**** Data excerpts ****

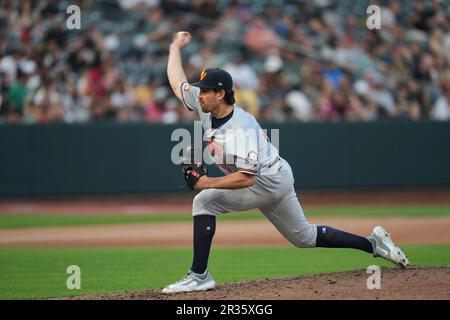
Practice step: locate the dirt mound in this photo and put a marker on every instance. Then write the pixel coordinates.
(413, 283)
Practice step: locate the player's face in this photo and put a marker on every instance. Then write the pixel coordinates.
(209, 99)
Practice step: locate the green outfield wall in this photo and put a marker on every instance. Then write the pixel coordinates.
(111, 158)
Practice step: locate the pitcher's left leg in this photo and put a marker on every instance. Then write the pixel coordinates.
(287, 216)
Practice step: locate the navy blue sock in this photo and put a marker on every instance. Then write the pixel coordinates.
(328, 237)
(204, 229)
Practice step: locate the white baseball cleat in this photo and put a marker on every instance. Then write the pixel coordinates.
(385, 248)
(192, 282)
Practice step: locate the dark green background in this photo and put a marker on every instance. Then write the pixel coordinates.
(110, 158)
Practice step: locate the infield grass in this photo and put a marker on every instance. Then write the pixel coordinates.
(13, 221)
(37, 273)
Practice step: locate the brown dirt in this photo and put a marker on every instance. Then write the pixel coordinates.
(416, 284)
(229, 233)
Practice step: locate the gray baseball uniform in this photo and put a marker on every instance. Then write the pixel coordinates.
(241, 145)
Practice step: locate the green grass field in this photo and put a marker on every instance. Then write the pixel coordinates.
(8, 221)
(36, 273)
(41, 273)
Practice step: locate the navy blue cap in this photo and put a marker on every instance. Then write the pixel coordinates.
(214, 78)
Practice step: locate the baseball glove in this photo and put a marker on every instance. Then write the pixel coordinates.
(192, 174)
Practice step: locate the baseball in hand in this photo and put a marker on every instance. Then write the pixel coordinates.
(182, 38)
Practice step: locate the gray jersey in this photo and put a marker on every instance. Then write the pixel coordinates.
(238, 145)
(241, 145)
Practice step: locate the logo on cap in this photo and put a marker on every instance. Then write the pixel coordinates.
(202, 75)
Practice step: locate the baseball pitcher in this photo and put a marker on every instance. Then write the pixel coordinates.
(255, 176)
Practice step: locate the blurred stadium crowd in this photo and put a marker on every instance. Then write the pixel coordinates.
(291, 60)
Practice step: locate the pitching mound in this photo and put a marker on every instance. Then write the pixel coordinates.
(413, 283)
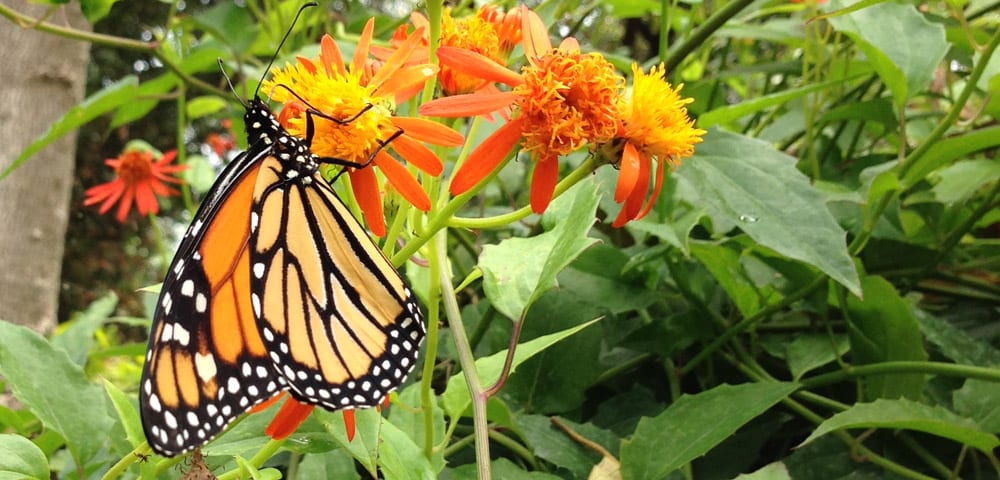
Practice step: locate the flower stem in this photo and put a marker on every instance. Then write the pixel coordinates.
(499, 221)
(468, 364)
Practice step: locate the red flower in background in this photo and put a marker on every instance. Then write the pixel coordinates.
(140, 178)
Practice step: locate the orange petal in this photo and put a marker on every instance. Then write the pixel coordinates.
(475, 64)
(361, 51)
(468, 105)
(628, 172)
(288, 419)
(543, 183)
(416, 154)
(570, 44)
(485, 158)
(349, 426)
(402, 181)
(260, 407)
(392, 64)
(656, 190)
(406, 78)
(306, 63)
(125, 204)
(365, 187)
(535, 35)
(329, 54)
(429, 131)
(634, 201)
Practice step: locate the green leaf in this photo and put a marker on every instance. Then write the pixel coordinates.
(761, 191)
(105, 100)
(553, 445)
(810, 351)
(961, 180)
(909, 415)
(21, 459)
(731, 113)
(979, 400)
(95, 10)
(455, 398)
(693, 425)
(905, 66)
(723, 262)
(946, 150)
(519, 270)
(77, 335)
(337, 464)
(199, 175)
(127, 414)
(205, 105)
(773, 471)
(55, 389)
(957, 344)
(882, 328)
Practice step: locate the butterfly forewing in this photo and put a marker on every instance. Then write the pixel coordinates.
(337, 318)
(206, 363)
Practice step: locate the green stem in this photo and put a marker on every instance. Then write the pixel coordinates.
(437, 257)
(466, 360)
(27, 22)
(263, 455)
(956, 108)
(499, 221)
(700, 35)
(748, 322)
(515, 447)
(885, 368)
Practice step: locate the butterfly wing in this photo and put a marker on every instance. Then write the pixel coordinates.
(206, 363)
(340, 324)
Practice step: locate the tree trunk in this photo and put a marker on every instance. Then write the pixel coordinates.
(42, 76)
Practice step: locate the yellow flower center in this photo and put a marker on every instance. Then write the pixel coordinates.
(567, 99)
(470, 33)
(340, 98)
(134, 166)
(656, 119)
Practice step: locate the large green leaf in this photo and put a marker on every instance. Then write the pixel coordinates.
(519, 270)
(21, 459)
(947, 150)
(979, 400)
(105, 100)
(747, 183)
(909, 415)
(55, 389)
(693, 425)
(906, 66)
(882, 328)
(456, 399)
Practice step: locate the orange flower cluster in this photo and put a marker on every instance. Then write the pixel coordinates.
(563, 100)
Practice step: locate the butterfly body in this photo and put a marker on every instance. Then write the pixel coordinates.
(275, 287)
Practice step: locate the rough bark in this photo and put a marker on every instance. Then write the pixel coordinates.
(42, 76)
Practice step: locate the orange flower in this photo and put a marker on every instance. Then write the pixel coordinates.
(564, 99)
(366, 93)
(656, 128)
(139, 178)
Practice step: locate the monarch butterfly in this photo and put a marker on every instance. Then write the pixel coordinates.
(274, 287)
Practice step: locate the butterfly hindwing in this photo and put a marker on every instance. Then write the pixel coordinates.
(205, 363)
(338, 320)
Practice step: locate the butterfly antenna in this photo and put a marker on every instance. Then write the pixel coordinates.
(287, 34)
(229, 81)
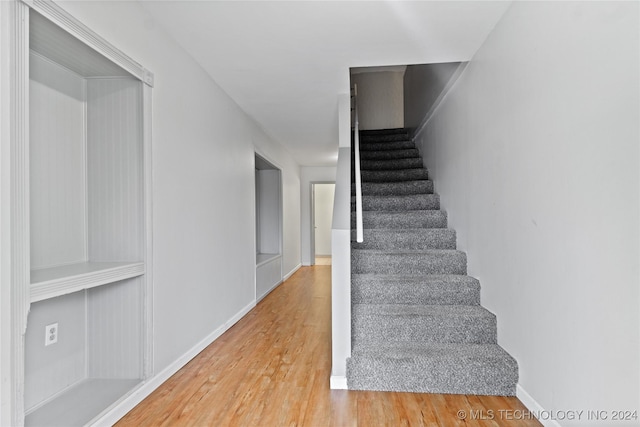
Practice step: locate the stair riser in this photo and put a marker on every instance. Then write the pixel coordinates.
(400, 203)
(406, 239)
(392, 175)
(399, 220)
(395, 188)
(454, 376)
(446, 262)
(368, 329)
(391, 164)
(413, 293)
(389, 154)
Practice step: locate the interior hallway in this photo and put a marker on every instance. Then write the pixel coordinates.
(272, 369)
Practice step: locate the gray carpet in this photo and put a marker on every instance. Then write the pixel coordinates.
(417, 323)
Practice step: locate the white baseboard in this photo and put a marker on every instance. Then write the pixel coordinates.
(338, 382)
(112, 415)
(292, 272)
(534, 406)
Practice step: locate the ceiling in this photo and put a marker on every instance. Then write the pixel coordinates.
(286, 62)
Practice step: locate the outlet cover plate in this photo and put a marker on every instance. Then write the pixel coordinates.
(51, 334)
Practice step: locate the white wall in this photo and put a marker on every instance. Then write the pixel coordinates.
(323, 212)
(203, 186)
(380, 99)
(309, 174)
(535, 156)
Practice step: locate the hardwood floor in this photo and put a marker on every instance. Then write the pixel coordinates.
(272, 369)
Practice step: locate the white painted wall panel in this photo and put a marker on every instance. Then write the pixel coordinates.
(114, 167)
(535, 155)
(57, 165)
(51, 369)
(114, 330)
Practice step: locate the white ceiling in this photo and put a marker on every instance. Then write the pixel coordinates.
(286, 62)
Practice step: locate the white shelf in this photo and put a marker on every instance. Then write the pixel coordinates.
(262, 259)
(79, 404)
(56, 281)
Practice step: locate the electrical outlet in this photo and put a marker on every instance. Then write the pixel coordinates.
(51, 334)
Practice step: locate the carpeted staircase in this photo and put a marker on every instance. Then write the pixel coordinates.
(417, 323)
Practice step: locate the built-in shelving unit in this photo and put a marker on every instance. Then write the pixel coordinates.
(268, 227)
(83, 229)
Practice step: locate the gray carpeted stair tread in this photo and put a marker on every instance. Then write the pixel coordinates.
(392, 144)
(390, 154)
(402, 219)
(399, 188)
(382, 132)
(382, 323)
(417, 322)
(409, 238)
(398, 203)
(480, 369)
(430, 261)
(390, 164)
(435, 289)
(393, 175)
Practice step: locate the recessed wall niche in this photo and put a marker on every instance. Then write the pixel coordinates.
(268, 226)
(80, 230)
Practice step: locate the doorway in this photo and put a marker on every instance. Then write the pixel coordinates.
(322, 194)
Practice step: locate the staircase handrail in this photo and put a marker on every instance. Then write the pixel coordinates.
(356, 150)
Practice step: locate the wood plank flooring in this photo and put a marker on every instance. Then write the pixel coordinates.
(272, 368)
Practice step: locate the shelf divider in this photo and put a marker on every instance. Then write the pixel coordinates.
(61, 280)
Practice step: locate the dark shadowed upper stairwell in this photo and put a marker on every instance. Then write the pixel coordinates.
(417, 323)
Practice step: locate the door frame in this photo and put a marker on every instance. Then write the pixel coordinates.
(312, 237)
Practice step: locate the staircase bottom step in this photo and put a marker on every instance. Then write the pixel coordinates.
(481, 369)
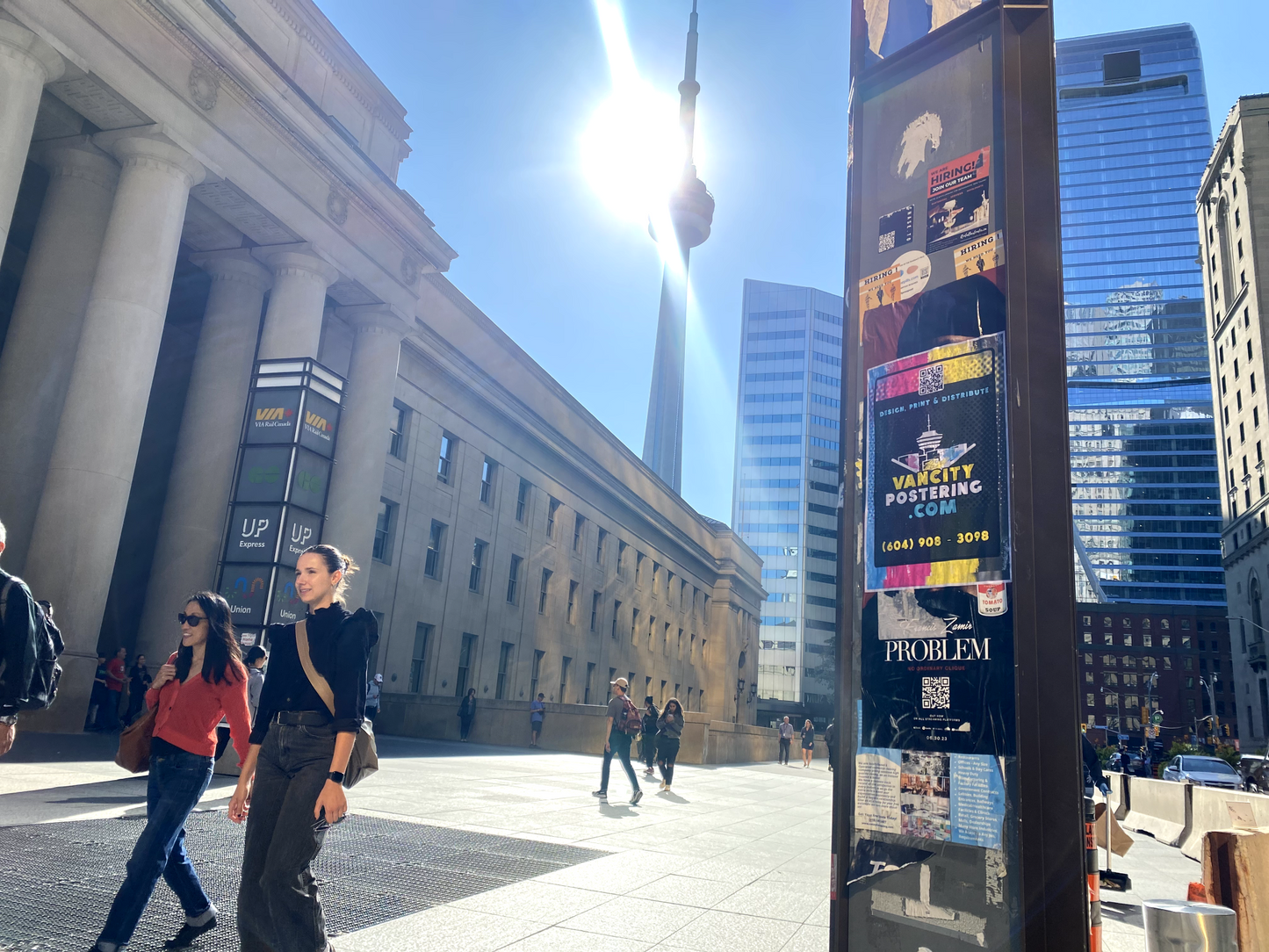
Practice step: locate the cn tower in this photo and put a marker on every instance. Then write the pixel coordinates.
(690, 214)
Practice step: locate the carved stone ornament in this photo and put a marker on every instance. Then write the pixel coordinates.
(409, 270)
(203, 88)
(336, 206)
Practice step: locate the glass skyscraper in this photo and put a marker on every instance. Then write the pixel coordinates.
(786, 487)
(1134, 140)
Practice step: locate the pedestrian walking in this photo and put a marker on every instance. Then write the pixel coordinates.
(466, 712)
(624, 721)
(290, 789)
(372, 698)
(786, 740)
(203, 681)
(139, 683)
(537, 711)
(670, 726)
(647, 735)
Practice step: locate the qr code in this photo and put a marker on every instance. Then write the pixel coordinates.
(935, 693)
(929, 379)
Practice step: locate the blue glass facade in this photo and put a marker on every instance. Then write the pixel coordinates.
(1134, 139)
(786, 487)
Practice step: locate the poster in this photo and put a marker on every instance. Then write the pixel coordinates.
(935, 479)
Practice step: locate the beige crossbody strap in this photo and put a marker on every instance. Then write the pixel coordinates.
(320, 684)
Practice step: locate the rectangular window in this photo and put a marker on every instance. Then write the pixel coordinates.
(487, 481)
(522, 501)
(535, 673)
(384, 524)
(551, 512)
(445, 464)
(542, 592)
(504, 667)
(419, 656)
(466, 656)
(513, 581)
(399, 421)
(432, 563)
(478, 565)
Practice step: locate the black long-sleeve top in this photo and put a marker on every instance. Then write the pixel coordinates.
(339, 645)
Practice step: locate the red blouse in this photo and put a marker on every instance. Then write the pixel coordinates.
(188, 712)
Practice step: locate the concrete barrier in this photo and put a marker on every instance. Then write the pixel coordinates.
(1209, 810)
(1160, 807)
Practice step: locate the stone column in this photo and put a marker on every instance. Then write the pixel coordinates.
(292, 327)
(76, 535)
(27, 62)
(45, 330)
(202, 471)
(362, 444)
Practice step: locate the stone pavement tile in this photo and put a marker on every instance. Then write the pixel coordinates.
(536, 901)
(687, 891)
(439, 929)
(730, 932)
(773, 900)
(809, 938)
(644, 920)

****

Reproduce everything from the line containing "Practice step: locate the cn" down to the line containing "(1134, 140)", replacing "carved stone ornament" with "carved stone decoration" and leaving all else unchanged.

Practice step: locate the cn tower in this photo and put a marker on every instance. Then write the pixel coordinates.
(690, 214)
Practice step: locate the carved stone decoration in this photo and put a marker on every instance. Then write the pixel coordinates.
(409, 270)
(203, 88)
(336, 206)
Practice step: locate the glass skyscraper in this photo and put a marker on every instance. Then write the pixel coordinates.
(786, 487)
(1134, 140)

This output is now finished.